● **Source passage**:
+ + + + + + +

Thursday, June 01, 2006

A Rose by Any Other Name Smells as Acrid

The Case for Popular Poetry

Joe Sobran delves into the world of poety with the article above. Well, not so much poetry as the warping that this divine art form has been subject to in the modern schools of 'higher education'.

I accept the consensus of poetry lovers that Kunitz was an excellent poet. But isn’t that an odd thing to say? As if poetry lovers were a small class of specialists sharing an eccentric taste. Poetry today is notoriously the least popular, least remunerative form of writing. You can still eke out a living writing prose. But verse? Forget it. I’ve tried to read Kunitz and other recent poets of repute — Seamus Heaney, Elizabeth Bishop, Louis Zukofsky, and many more — but I have to confess I just can’t get into them. I’m obviously not the only one. This is in no way a diatribe against them, but let me put it this way: Why doesn’t their work stick to the ribs? Not since Robert Frost and T.S. Eliot, both of whom died about forty years ago, has there been an English-language poet of both high literary prestige and great popular appeal, whose verses and phrases could be recognized by ordinarily literate readers — as, in earlier centuries, it seemed that Pope, Wordsworth, Byron, Longfellow, and Tennyson were common possessions. Everyone quoted them. But how many people today can name even one living poet? And yet we are all poetry lovers by nature, aren’t we? The surest proof of this is that popular poetry survives in popular song; we can all quote Bob Dylan and Paul McCartney, and, if we are older than the rock era, Cole Porter and Lorenz Hart. This takes no effort of memorization; on the contrary, when poetry keeps its roots in music, such devices as rhyme, meter, and melody can make it nearly impossible to forget.

Like all things at the modern university, poetry and all prose have been subjected to the cult of multicults and the legion of their mindless dittoheads who dutifully parrot whatever their enlightened professors feed them. I myself had the pleasure of seeing English ripped apart and reformed into a Frankenstien's monster that does not resemble what it is or was. This first time I was confronted was during my Critical theory class and a reading of "Frankestien". I just didn't know how far down hill the ball had rolled but soon came to find out when my class delved into Mary Shelley's masterpiece. You may be unaware, but the way people are taught to read books (the people who will eventually teach your child English) has drastically changed. I thought the text and the author's intent held a place of esteem when disecting literature; the reader's feelings are now paramount and the lens through which he reads literature holds greater meaning and importance than finding out why the author makes his choices. Thus I was introdued to Gay/Lesbian, Feminist, Post Colonial, and a whole host of other political theories issues foisted upon writers who probably never thought a second about those issues when they put pen to paper. Who knew that the way things have been taught since they were created could be so wrong? Those professors wouldn't say wrong of course, but shortsighted. I never knew how 'political' literature was. But really, it is not political. Political would mean there are different meaning to be gleamed from literature. University modern Romans followed the beat of one drum. Caesar was the other and all literature could be analyzed and molded to fit the preconceived notions. There are truly no new ideas under the sun, but there are new clouds in the sky that alter the lens of the mind's reasoning eye. The study of literature is dead. The rewriting of classics continues daily.

+ + + + + + +

● **Extracted records**:
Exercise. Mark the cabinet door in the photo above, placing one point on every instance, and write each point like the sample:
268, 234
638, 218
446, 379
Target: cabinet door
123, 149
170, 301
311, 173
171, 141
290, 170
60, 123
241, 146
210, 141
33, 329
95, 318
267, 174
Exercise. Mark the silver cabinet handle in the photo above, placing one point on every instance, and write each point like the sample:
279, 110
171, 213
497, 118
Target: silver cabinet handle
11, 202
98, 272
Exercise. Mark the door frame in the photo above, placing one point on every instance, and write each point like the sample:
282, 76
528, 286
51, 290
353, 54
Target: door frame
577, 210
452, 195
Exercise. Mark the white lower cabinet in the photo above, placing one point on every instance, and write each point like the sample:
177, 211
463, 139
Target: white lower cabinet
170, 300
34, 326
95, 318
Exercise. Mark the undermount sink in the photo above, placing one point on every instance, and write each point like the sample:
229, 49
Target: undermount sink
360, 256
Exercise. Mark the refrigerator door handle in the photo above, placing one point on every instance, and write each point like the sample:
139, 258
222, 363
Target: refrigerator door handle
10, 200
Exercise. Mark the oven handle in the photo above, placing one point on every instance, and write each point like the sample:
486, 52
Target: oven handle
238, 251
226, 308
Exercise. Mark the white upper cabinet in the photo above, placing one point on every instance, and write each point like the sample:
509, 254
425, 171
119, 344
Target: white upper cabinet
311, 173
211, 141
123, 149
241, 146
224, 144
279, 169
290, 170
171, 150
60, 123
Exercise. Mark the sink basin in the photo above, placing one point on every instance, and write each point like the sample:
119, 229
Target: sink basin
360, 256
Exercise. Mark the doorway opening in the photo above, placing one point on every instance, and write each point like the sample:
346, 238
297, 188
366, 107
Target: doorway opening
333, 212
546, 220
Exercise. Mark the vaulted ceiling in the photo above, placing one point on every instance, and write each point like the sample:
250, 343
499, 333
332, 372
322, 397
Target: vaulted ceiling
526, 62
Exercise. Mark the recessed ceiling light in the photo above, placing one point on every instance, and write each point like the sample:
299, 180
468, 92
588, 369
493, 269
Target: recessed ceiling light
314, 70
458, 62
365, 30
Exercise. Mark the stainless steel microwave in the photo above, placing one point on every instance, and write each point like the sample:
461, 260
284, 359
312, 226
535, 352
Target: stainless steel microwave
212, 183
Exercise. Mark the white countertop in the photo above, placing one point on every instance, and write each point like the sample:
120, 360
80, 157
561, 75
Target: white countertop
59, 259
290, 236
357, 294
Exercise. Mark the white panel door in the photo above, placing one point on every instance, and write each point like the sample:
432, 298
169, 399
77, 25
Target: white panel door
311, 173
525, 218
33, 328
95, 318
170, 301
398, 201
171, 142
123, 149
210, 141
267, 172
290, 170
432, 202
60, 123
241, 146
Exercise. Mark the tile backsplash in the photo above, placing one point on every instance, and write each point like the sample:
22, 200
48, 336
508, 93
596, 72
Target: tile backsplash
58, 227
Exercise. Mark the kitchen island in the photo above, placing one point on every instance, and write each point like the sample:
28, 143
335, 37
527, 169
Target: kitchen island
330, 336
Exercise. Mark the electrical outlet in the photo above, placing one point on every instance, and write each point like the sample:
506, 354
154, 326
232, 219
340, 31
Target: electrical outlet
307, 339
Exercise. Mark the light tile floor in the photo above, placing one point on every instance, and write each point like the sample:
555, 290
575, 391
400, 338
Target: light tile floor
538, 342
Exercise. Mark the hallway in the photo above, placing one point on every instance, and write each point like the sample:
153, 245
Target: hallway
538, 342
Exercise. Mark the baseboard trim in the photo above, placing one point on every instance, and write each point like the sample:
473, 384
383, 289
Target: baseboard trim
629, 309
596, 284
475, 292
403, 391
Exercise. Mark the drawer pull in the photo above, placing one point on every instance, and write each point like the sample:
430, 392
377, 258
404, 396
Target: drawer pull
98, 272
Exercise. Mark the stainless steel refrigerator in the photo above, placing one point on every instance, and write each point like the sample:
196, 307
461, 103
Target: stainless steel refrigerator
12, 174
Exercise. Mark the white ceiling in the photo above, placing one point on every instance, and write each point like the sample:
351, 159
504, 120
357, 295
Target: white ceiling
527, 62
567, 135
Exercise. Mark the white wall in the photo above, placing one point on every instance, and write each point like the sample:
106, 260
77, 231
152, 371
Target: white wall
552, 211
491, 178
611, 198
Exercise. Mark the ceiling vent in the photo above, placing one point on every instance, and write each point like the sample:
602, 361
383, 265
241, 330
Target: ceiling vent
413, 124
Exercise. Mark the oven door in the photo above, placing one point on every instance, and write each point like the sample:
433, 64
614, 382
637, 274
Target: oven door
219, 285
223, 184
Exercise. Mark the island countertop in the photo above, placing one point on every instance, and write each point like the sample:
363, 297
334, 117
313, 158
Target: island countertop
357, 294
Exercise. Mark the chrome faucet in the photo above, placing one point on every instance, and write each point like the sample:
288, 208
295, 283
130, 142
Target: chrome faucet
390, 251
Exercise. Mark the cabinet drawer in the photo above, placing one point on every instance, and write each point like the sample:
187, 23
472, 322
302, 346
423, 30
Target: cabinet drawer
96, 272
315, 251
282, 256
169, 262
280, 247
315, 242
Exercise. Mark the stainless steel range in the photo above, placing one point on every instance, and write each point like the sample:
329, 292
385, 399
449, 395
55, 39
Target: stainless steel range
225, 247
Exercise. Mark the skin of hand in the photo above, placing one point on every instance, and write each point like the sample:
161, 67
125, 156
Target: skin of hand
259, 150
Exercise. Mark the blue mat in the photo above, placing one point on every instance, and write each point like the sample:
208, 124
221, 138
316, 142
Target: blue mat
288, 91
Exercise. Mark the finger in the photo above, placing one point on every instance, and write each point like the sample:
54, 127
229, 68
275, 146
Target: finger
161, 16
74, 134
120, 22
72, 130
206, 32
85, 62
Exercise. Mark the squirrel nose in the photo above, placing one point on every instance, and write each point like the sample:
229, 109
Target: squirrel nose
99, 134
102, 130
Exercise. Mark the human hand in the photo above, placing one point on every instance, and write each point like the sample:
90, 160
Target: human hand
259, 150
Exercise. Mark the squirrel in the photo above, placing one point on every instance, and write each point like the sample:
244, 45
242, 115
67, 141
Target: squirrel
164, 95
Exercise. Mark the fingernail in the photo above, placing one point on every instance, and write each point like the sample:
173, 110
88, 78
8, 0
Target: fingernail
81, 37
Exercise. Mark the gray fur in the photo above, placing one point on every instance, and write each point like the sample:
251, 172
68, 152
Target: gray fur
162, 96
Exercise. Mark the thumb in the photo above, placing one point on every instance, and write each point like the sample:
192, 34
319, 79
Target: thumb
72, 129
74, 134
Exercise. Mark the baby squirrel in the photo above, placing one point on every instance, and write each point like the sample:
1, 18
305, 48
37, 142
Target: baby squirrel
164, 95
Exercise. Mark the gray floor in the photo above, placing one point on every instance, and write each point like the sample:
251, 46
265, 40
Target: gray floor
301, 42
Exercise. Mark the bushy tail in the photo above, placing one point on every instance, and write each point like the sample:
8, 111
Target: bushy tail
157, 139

+ + + + + + +

● **Directions**:
- a) Condense the paragraph of the poetry post that begins "I accept the consensus of poetry lovers" into a shorter version that keeps its main points.
- b) Write a few more sentences of the poetry post, starting right after its final sentence.
The entries have no connection to the poetry post.

● **The answers**:
- a) Kunitz is accepted as an excellent poet, yet poetry is now the least popular and least profitable kind of writing, and recent acclaimed poets such as Kunitz, Heaney, Bishop, and Zukofsky fail to hold ordinary readers. No English-language poet since Frost and Eliot, who died about forty years ago, has combined high literary standing with wide popular appeal, as Pope, Wordsworth, Byron, Longfellow, and Tennyson once did, and few people can name a living poet. Still, people love poetry by nature: it survives in popular song, where lines by Bob Dylan, Paul McCartney, Cole Porter, and Lorenz Hart are easily quoted, because rhyme, meter, and melody make verse rooted in music nearly impossible to forget.

- b)
It’s as if several of the modern arts have repudiated, as “vulgar” or “bourgeois,” the very conventions that once made those arts coherent and readily intelligible. So we have had novels without narrative, music without melody or harmony, and painting without representation, as well as verse that seems impenetrable. In some cases these experiments were brilliantly successful on their own terms, like Joyce’s Ulysses; and we needn’t disparage them. But when Joyce took his experimental fiction further in Finnegans Wake, he set a precedent that was bound to find few imitators. In fact, progress of this kind in the arts entailed loss as well as gain, but the cult of modernism has sometimes refused to admit this obvious fact. When art fails to communicate, as C.S. Lewis observed, it is now widely assumed that the fault lies wholly on the side of the audience: “In this shop, the customer is always wrong.” The heyday of audience-defying modernism is over now; it survives wearisomely in attempted provocations — such as obscene or blasphemous pictures and sculptures, mostly tax-funded, that cause banal disputes on editorial pages. These silly rows really have nothing to do with either artistic freedom or artistic merit. They signify the exhaustion, and greed, of what now passes for the avant-garde. But some artists will always experiment, as they should. I merely say that excellent art may also be, and usually has been, conventional and popular. It should hardly be necessary to point this out. Tom Wolfe has argued that the novel has its roots in the lowly craft of journalism; and he has proved his thesis in a series of brilliant and essentially old-fashioned novels full of colorful characters, dramatic plots, and social observation — nineteenth-century novels for the twenty-first century. And they sell like crazy. If the novel can still do this, why not the symphony? Or even the sonnet?

I just want to remind the reader that Shakespeare wasn't written for lifetime, university, public supported, egoists to muse over. Shakespeare was written for the common man paying a penny to get in to see the show, hoping there was a dog with a good trick on stage. There may not have been a fine mutt act, but everyong in the audience understood what was happening and what it meant. Hell, they didn't even read for the most part and could still readily grasp what the professors today couldn't imagine. They listened to what was being said; it mattered not what they wanted the players to say.

If you want to destroy something just have the government fund it, thus the decline of art and literature.